Give as output the line that contains "For each instance of the domed", followed by every remaining line of the entries, unchanged and with nothing added.

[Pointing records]
---
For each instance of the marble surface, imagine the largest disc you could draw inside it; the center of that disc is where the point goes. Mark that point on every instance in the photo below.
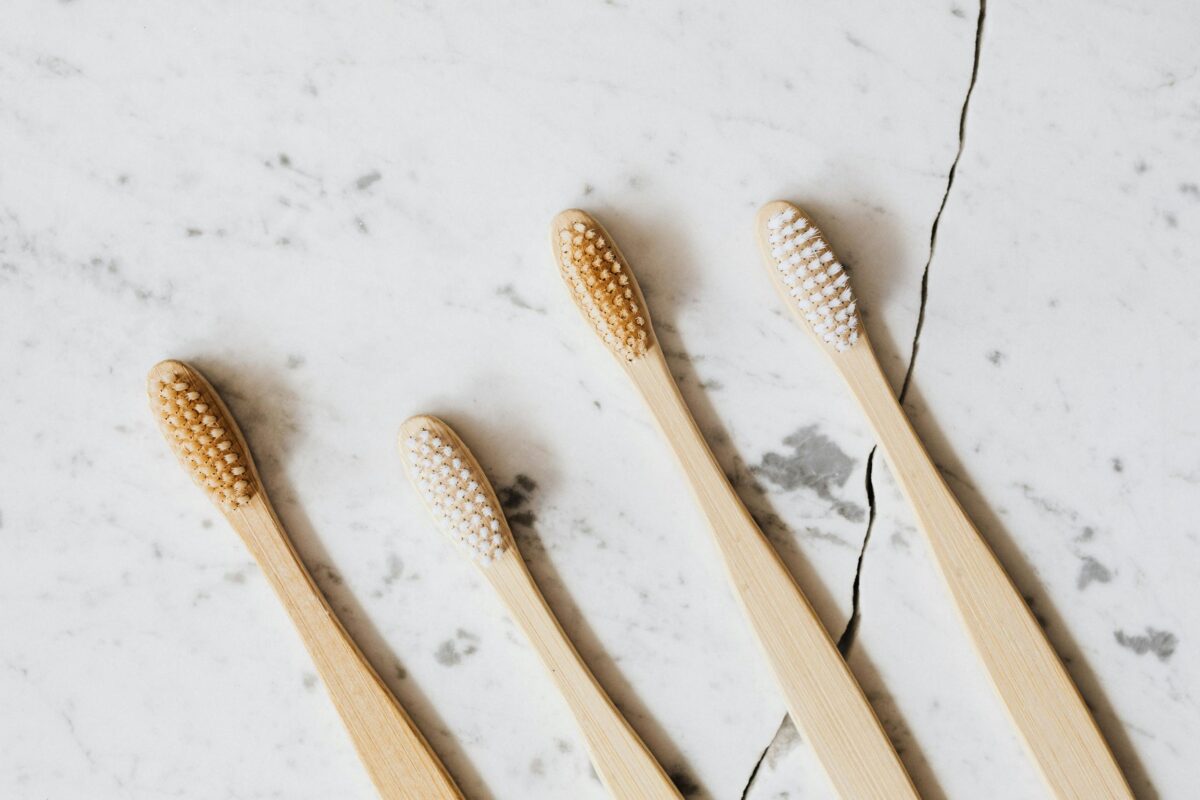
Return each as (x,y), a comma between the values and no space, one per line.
(339,211)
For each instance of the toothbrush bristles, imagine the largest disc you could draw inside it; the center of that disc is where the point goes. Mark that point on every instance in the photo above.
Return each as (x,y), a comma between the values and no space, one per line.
(813,278)
(459,498)
(204,441)
(603,287)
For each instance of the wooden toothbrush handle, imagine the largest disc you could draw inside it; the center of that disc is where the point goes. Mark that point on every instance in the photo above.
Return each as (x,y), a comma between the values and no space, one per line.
(1032,683)
(822,696)
(624,764)
(397,758)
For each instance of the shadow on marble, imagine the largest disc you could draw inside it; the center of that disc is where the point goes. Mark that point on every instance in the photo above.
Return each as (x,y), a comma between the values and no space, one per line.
(585,639)
(661,284)
(265,409)
(1026,581)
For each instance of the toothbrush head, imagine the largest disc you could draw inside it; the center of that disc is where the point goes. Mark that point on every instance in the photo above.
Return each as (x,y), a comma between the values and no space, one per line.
(808,275)
(601,284)
(454,488)
(203,433)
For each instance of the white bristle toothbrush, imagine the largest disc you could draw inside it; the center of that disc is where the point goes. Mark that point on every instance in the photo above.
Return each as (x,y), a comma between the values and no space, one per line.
(1031,680)
(463,505)
(205,438)
(821,695)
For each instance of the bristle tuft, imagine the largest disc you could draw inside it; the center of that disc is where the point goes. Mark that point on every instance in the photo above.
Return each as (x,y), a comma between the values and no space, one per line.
(813,277)
(604,288)
(457,494)
(192,423)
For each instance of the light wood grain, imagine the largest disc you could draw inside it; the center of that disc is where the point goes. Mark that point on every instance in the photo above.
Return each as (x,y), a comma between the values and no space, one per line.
(823,698)
(397,758)
(1032,683)
(821,693)
(623,762)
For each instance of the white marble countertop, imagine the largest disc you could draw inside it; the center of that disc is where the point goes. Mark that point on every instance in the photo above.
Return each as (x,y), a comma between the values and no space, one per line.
(339,211)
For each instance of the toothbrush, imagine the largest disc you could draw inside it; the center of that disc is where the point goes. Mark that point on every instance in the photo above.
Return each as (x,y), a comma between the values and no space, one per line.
(463,504)
(825,701)
(205,438)
(1031,680)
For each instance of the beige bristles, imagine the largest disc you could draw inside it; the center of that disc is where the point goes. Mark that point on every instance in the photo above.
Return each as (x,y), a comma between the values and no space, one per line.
(202,433)
(455,489)
(601,284)
(809,275)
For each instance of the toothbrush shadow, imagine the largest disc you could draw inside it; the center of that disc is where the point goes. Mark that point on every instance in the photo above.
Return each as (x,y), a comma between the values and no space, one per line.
(273,427)
(522,506)
(1025,577)
(604,668)
(655,251)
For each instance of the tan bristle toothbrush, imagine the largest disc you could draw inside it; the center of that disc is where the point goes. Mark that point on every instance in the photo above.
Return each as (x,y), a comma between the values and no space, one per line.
(205,438)
(821,695)
(463,505)
(1032,683)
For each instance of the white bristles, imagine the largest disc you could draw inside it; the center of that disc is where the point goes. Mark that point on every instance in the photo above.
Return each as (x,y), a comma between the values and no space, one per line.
(815,280)
(455,494)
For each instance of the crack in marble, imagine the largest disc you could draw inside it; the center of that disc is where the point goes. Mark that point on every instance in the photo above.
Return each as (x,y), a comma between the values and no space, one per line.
(946,196)
(846,641)
(847,635)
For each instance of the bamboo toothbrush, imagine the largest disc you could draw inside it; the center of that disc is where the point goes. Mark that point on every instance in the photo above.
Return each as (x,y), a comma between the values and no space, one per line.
(205,438)
(463,504)
(821,693)
(1032,683)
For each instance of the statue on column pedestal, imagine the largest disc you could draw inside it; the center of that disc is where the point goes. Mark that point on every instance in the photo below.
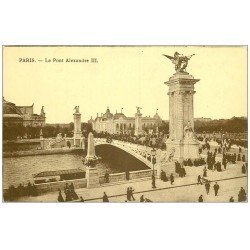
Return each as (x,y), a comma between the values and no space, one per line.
(180,61)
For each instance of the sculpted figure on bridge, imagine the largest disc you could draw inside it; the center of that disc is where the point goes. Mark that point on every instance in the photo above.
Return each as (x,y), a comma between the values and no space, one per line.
(76,108)
(180,61)
(138,109)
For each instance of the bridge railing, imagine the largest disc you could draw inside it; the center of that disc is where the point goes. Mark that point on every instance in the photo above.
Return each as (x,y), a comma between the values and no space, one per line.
(141,151)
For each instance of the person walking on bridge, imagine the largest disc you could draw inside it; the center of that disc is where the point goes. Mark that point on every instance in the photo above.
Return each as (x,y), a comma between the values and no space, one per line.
(153,181)
(207,186)
(216,188)
(105,198)
(172,179)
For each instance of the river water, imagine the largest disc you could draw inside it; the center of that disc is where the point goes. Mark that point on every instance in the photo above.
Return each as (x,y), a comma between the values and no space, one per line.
(18,170)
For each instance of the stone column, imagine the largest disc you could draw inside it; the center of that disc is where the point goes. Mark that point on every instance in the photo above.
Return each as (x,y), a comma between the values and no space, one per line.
(77,127)
(181,90)
(138,123)
(92,173)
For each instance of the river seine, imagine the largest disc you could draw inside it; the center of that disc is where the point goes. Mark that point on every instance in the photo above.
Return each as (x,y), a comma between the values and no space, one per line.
(18,170)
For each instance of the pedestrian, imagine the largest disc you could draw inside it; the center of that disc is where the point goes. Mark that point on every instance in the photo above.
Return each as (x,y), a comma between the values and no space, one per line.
(207,186)
(131,193)
(72,192)
(105,198)
(200,198)
(142,199)
(153,181)
(172,179)
(60,198)
(231,199)
(216,188)
(127,175)
(242,196)
(243,169)
(128,194)
(205,172)
(199,180)
(106,177)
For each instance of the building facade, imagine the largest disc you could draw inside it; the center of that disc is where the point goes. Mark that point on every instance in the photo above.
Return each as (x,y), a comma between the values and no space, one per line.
(23,115)
(119,123)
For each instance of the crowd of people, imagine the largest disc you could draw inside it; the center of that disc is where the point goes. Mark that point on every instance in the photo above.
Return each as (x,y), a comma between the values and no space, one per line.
(195,162)
(152,140)
(13,193)
(69,192)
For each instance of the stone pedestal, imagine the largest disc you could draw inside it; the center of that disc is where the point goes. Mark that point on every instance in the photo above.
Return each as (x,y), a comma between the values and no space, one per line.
(181,116)
(92,176)
(77,128)
(138,123)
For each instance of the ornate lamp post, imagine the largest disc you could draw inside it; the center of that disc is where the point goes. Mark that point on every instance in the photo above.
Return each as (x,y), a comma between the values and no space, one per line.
(153,154)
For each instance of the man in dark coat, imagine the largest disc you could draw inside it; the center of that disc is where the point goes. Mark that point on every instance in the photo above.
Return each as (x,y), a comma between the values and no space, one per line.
(207,186)
(60,198)
(105,198)
(128,194)
(216,188)
(242,196)
(153,181)
(142,199)
(172,179)
(200,198)
(243,169)
(106,177)
(205,172)
(199,180)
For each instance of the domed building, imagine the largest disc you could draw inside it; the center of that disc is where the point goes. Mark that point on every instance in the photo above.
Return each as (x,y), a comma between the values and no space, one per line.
(119,123)
(22,115)
(11,114)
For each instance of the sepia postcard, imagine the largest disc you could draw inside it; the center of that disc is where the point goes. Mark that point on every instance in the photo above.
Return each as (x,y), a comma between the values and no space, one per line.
(125,124)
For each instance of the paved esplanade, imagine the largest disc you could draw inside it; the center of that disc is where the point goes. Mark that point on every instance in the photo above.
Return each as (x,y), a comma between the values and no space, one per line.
(184,189)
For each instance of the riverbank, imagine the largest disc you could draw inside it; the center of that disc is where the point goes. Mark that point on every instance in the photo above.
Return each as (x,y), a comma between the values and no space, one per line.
(41,152)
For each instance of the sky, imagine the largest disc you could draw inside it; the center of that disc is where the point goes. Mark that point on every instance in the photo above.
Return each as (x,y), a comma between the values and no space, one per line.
(123,77)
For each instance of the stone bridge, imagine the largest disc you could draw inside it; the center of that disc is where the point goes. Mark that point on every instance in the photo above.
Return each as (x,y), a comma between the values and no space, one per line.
(142,153)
---
COMPLETE ANSWER
For each instance of the domed building, imagine the largest disc you could draw inside it; the center of that disc is where the point goes. Mark that point on every instance in the photo above.
Return each as (x,y), a comma between the values and no space, one per line.
(119,123)
(22,115)
(11,114)
For each instance of the sepia postcard, imagine the largest disc you could draw inside it; the center of that disc is where the point goes. Mark that point on every instance in the photo above.
Return each as (x,y), a comma between the values and no space, one per line.
(125,124)
For each instance of the paved esplanade, imagine the largest disc you could draw inside it; the center of that disc is where the point goes. Mark that point on every instance in the photo above.
Return each as (x,y), a comma between the values and no space, one per line.
(184,189)
For each instance of the riverbank, imagine the largest disc you could draw inside it; the center of that disc is where the point goes. Mark that point on every instance in the photo above.
Return each as (x,y), a comma between the values and no space, one per line.
(41,152)
For each instance of the sky, imagine the largest disc you could draw inside it; the center of that disc is where the point goes. Mark that point on every instance in the photo above.
Return each as (x,y), a comma between the values and no space, one per line.
(123,77)
For each instance of the stone bridge, imagine the largest disc you could draw inside it; the center of that disc is where the point goes. Mark that point on every instance in the photo above.
Return each as (x,y), a comma between the values and no space, one per line.
(142,153)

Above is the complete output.